24/04/2024

I’ll start with full disclosure, when I was growing up, and in the nerd circles I hung around with (pre-internet nerds were more social I think), if you weren’t playing 2e Advanced Dungeons and Dragons, odds are, you were playing a game by Palladium Books. Most likely, you were playing that crazy roller coaster of instability, Rifts. As a kid, I loved this game, and it still pulls on the old nostalgia strings. As an adult, looking at it, I shake my head in wonder at just about everything, then flip to the cool power armour suits and equipment section. It deserves a more attentive look now though, as the first part of the Review and Revise post category.

Introduction

So, what is Rifts? For lack of a better description, it is *the* flagship setting and title for Palladium Books, a company owned and run by Kevin Siembieda (Kevin S.). Kevin S. released the first edition of Rifts on the unsuspecting world back in August, 1990, and it has been running steadily since then. While other games have come and gone or fallen by the wayside for his company, Rifts has remained the only steady, regularly written for product. Rifts Earth is a place where magic and technology collide, and if this sounds familiar, it’s because Shadowrun came out a year earlier. Rifts currently has over 30 “world books” that detail other parts of the planet Earth for you adventures, and over a dozen assorted source books. It is also has a longstanding set of issues about race.

## Dataset records:
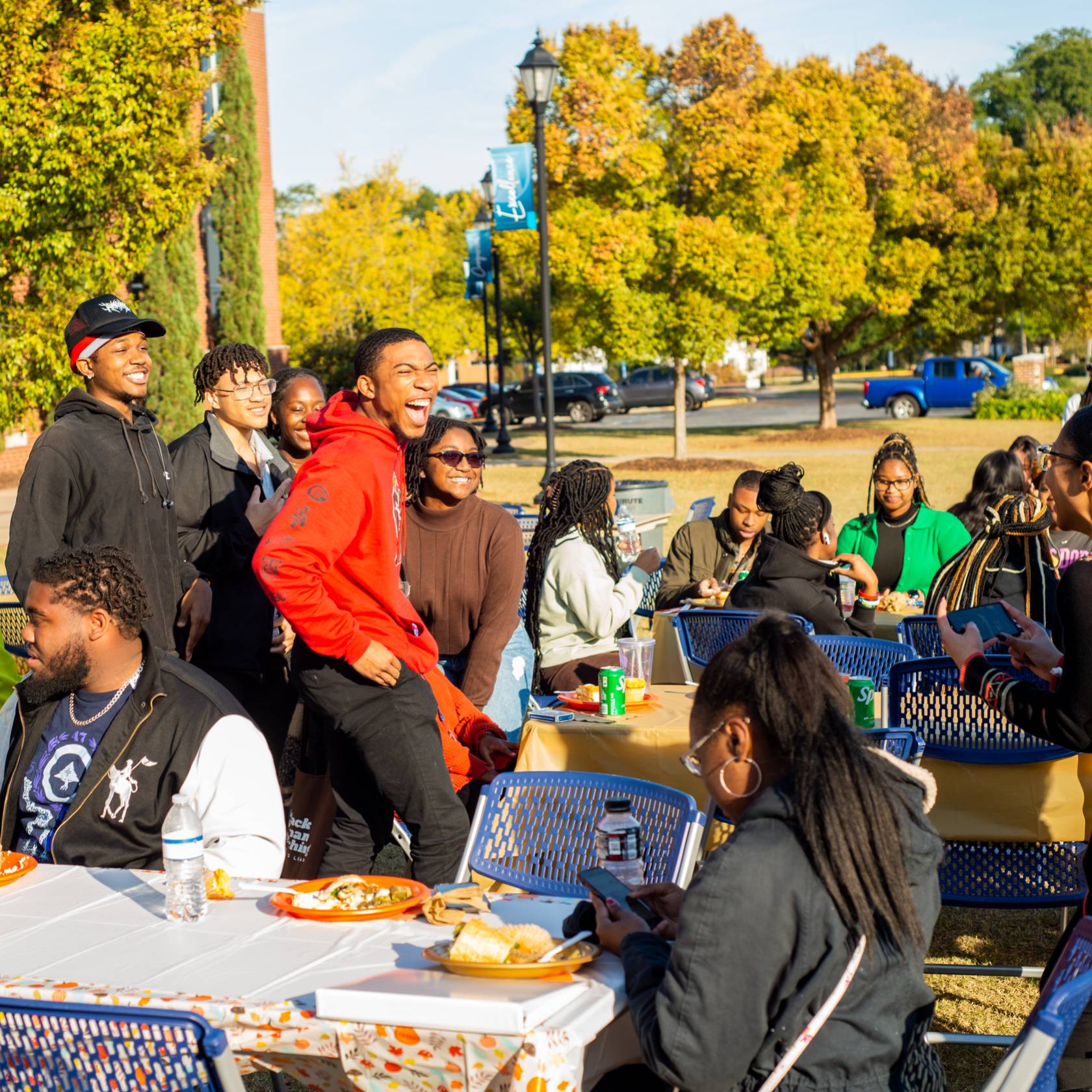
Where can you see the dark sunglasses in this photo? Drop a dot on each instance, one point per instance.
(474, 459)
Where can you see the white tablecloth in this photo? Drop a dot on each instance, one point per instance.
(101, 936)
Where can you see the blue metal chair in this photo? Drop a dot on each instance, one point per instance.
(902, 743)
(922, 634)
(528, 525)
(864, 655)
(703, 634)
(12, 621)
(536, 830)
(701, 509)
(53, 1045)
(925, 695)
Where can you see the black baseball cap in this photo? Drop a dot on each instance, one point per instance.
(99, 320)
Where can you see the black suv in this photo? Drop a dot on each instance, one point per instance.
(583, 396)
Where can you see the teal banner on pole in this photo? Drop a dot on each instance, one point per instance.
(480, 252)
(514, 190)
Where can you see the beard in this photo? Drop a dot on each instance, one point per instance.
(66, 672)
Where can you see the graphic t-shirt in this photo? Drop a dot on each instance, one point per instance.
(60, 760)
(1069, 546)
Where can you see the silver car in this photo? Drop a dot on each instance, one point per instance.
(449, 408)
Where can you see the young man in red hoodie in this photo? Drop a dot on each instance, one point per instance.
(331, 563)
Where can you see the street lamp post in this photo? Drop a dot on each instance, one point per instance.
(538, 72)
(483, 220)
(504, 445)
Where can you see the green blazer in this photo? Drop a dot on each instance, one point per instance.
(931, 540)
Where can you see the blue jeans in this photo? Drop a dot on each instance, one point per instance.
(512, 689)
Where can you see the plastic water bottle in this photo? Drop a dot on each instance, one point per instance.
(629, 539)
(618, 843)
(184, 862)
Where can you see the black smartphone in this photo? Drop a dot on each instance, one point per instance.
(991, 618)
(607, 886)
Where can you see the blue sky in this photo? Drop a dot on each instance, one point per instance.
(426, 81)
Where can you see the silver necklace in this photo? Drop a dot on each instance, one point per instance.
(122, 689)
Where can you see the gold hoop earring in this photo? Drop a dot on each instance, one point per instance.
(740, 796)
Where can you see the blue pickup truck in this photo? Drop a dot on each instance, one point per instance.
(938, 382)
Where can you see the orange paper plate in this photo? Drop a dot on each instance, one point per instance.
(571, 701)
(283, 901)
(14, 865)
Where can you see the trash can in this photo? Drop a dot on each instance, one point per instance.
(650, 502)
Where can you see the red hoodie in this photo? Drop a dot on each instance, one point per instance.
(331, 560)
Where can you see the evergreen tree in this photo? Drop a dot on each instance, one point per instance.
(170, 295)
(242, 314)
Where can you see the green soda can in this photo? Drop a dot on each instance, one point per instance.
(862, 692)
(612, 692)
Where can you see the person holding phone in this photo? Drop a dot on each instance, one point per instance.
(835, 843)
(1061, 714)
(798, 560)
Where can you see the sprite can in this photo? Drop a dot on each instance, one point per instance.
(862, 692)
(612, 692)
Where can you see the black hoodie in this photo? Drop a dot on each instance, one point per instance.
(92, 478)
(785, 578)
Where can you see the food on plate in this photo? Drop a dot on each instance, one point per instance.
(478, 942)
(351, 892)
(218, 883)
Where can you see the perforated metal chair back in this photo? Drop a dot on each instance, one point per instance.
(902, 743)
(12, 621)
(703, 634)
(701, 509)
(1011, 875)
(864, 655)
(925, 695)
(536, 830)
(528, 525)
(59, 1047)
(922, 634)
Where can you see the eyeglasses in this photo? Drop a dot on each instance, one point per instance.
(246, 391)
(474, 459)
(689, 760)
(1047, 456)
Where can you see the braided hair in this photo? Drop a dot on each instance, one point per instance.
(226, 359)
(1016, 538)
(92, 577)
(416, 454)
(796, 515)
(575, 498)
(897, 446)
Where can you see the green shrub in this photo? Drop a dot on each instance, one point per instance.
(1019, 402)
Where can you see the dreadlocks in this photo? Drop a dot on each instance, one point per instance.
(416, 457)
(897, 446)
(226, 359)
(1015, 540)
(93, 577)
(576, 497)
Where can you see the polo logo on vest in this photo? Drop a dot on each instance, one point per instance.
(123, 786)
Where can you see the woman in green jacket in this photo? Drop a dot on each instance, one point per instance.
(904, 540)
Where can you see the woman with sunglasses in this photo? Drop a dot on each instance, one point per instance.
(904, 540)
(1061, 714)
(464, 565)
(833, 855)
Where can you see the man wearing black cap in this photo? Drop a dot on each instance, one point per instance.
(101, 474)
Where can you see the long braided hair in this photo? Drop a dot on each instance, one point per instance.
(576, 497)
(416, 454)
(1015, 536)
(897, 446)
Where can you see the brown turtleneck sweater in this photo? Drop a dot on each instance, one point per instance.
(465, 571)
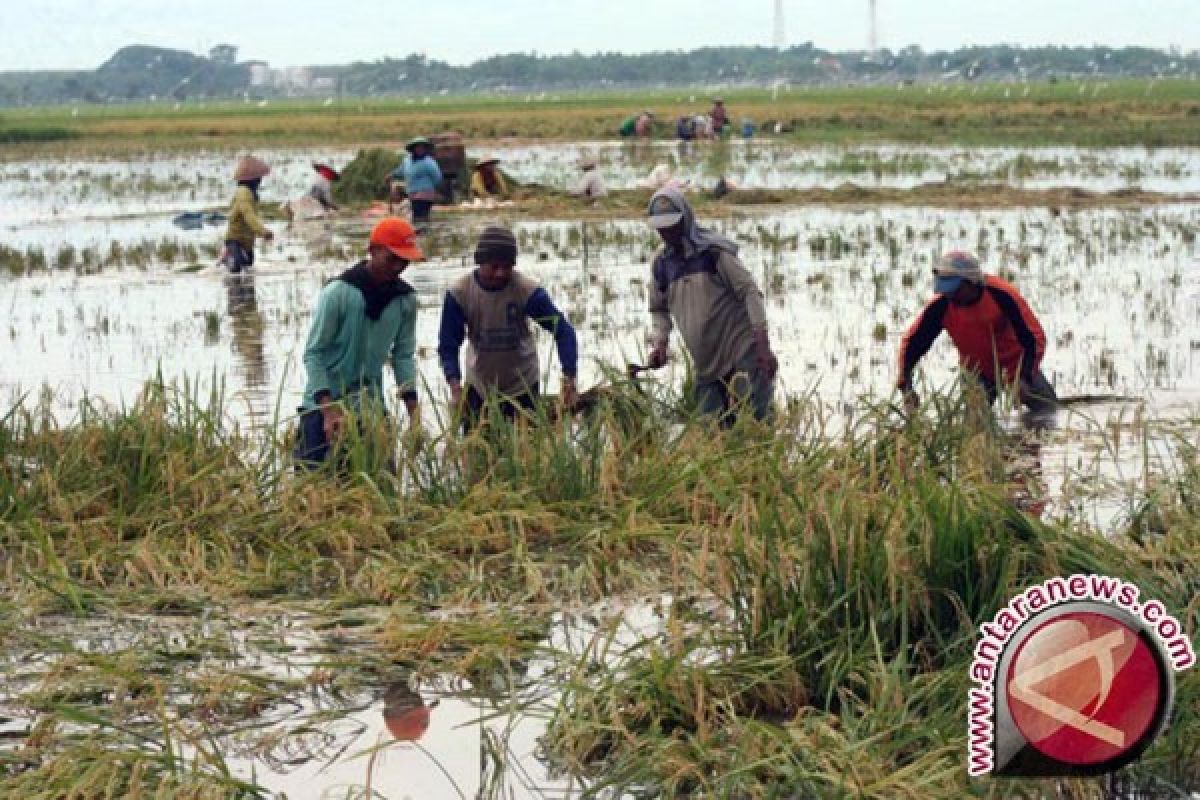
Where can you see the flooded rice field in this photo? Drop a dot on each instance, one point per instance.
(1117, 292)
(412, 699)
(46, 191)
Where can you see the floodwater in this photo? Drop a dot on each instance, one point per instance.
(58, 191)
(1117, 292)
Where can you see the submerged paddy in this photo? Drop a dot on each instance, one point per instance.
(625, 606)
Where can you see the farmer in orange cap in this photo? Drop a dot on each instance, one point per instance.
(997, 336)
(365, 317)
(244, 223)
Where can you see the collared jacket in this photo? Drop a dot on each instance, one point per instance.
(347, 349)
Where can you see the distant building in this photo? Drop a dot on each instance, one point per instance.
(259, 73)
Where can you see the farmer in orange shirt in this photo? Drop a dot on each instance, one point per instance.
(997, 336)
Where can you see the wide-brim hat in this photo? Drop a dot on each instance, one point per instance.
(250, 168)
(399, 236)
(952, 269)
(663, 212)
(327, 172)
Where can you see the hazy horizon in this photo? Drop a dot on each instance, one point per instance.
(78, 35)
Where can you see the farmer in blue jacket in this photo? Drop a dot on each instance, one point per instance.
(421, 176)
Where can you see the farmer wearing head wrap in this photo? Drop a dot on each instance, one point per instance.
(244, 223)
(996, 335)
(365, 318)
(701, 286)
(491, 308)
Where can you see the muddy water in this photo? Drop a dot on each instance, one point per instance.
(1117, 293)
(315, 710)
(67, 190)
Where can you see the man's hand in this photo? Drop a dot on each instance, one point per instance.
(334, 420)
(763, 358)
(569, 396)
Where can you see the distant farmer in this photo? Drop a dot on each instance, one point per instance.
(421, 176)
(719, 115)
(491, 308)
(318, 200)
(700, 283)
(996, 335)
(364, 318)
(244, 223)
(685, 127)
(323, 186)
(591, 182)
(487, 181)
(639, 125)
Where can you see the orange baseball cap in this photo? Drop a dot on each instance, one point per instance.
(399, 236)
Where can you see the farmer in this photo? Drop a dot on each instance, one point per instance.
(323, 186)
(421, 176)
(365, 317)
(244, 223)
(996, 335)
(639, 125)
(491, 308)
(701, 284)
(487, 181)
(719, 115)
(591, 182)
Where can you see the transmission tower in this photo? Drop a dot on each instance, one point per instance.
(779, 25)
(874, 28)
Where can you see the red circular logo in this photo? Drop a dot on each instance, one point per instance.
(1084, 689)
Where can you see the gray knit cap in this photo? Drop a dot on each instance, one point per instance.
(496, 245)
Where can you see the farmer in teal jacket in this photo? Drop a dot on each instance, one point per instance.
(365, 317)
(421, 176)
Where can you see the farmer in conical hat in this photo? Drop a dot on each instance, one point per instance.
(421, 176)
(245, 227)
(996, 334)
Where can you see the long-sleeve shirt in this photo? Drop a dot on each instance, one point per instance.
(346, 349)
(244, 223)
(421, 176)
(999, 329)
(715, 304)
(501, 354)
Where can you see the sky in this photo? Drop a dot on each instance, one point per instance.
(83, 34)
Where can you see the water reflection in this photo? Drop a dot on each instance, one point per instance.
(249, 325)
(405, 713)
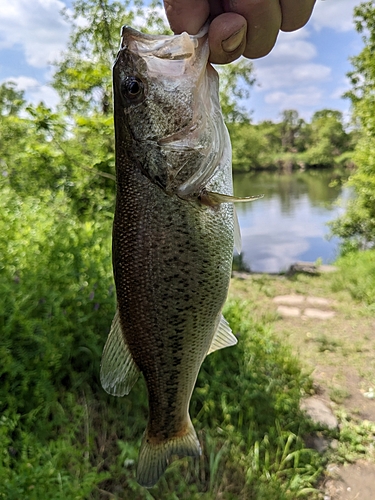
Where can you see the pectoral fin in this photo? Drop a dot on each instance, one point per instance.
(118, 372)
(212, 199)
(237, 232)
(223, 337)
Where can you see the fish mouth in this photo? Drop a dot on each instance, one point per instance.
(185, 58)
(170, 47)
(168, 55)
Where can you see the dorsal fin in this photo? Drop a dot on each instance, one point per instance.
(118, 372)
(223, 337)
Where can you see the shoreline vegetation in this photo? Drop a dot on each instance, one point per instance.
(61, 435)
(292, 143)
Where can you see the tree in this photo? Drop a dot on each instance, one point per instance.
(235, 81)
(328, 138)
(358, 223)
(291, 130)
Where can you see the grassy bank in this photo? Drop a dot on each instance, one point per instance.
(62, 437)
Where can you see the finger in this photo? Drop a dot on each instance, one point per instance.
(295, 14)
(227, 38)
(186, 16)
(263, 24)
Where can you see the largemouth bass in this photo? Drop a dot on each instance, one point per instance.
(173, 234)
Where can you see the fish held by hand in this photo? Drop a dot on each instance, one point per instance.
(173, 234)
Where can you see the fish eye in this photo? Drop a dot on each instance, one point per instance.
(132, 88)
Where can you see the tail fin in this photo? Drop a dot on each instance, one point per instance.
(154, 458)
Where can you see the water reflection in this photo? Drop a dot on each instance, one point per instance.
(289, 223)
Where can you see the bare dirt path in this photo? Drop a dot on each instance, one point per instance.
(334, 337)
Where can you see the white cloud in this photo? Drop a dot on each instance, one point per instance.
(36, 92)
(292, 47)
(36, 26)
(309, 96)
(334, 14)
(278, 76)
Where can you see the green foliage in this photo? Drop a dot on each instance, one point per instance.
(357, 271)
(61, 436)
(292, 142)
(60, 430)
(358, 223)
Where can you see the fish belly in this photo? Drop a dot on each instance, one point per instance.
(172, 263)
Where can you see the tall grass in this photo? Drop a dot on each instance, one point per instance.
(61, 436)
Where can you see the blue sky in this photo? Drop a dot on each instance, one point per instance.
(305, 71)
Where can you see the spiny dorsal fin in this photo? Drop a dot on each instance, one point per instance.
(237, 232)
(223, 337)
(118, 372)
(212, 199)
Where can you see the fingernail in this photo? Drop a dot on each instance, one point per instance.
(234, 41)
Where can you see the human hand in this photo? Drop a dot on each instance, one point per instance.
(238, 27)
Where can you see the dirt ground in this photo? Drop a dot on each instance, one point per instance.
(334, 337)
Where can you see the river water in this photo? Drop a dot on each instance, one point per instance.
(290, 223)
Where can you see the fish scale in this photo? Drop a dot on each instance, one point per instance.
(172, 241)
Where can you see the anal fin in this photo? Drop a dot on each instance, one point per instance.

## What you have to do:
Transcribe, word for word, the portion of the Rifts review that begins at the words "So, what is" and stops after the words "issues about race.".

## Completed task:
So, what is Rifts? For lack of a better description, it is *the* flagship setting and title for Palladium Books, a company owned and run by Kevin Siembieda (Kevin S.). Kevin S. released the first edition of Rifts on the unsuspecting world back in August, 1990, and it has been running steadily since then. While other games have come and gone or fallen by the wayside for his company, Rifts has remained the only steady, regularly written for product. Rifts Earth is a place where magic and technology collide, and if this sounds familiar, it’s because Shadowrun came out a year earlier. Rifts currently has over 30 “world books” that detail other parts of the planet Earth for you adventures, and over a dozen assorted source books. It is also has a longstanding set of issues about race.